┌─ Passage shown

THE SURGEON WHO REMOVED THE FIVE-YEAR-OLD BOY’S TONSILS in 1959 had never seen anything like them. Instead of pinkish lobes, the boy’s tonsils were huge and orange. Thinking that their extraordinary appearance might signal a rare malignancy, the surgeon sent the tonsils to the Armed Forces Pathology Institute in Washington, D.C. Though researchers there found no cancer, they did discover the reason for the tissue’s abnormal size and color: Its cells were bloated with cholesterol. That prompted a call to a leading cholesterol expert, the National Heart Institute’s Don Fredrickson, who packed his medicine bag and took a ferry to the boy’s home on Tangier Island, 12 miles off the coast of Virginia.

John Smith, of Jamestown fame, discovered the island in 1608, its stretches of pale sand reminding him of North Africa’s Tangier. To Fredrickson, 350 years later, the island seemed a likely place for a rare, inherited condition to become more prevalent than it could ever be in a more diverse, widely dispersed population. A handful of families had settled Tangier in 1686, and its inhabitants had remained physically and genetically isolated. After a cholera epidemic forced the island’s evacuation in 1866, many families never returned, and the gene pool became even smaller.

Looking down the throats of almost everyone on the island, Fredrickson found only one other set of big orange tonsils, in the boy’s sister. That told him this was probably a recessive genetic condition that followed the inheritance pattern first defined by Gregor Mendel in his famous pea experiments. In the case of Huntington’s disease and a few other Mendelian maladies, the defect is dominant, and children who inherit a copy of the affected gene from just one parent will develop the disease. In other conditions, including cystic fibrosis and sickle cell anemia, the gene is recessive: Both parents must pass it along for the child to get sick.

Tangier disease, as the boy’s condition came to be known, was indeed recessive. “The kids with two copies of the defective gene had no HDL [high-density lipids], the good form of cholesterol, in their blood,” says Mason Freeman, an expert on cholesterol metabolism at Massachusetts General Hospital. “The parents, with just one defective copy each, had some HDL, but much lower levels than the average person.” HDL normally helps cells get rid of their excess cholesterol; without HDL, too much cholesterol accumulates—leading, in this case, to swollen orange tonsils.

Fredrickson was intrigued because scientists already knew HDL was associated with heart disease risk—low levels were bad and high levels were protective—but didn’t understand why. If he could find additional cases like those of the boy and his sister, they might lead researchers to the gene responsible for the condition, and the chance to learn more about HDL. Fredrickson began a hunt that ended up taking 40 years, in part because it proved quite difficult to find other people with cholesterol-laden tonsils. To date, only about 100 people with Tangier disease have been identified worldwide.

└─
┌─ Information given

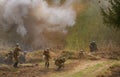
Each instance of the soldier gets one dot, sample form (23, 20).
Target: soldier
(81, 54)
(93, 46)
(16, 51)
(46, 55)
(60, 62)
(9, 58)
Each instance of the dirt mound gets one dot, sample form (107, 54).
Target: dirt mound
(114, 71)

└─
┌─ Information given

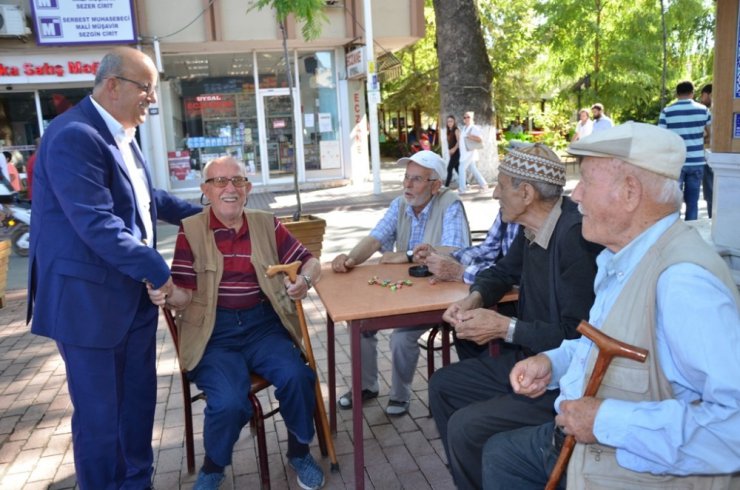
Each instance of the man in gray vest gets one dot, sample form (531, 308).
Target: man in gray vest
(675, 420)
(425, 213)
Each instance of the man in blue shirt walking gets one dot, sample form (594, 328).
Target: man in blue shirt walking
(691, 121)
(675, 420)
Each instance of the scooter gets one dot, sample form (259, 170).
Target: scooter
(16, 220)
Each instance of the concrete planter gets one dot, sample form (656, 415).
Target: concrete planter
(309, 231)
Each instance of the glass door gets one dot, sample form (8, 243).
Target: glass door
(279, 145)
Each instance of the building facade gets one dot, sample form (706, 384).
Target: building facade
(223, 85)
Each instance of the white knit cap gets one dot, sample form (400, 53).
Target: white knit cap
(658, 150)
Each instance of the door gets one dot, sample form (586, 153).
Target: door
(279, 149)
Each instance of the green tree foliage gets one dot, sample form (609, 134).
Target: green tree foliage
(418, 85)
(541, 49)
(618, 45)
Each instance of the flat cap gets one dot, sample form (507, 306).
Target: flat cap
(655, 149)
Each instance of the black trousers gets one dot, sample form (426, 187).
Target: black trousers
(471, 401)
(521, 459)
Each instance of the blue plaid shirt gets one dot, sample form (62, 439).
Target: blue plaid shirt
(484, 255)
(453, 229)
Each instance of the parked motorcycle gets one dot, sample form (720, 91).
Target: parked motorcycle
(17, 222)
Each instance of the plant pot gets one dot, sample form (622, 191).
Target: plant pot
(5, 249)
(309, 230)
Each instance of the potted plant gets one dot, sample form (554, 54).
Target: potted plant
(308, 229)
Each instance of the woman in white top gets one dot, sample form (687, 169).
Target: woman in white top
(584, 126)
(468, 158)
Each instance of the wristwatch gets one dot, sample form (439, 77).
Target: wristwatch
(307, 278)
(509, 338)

└─
┌─ Information given

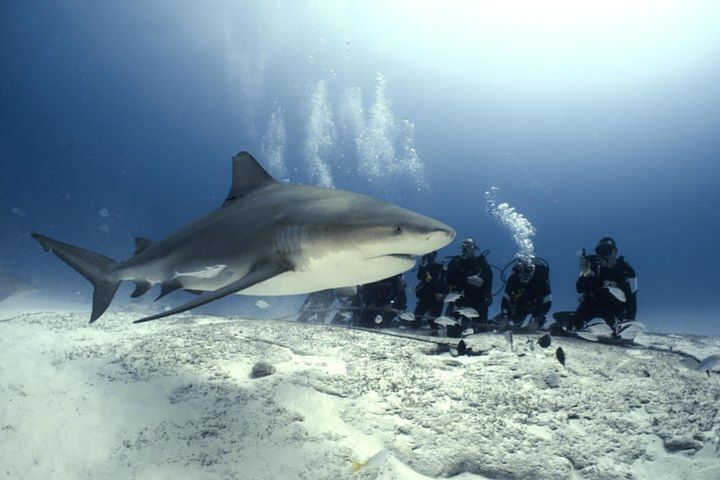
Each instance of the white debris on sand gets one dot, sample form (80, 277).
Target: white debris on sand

└─

● Required work
1 > Please copy the passage on Tangier disease word for word, from "THE SURGEON WHO" up to and including "coast of Virginia.".
2 > According to the passage on Tangier disease, roughly how many people with the condition have been identified worldwide to date?

● Set of answers
1 >
THE SURGEON WHO REMOVED THE FIVE-YEAR-OLD BOY’S TONSILS in 1959 had never seen anything like them. Instead of pinkish lobes, the boy’s tonsils were huge and orange. Thinking that their extraordinary appearance might signal a rare malignancy, the surgeon sent the tonsils to the Armed Forces Pathology Institute in Washington, D.C. Though researchers there found no cancer, they did discover the reason for the tissue’s abnormal size and color: Its cells were bloated with cholesterol. That prompted a call to a leading cholesterol expert, the National Heart Institute’s Don Fredrickson, who packed his medicine bag and took a ferry to the boy’s home on Tangier Island, 12 miles off the coast of Virginia.

2 > About 100 people.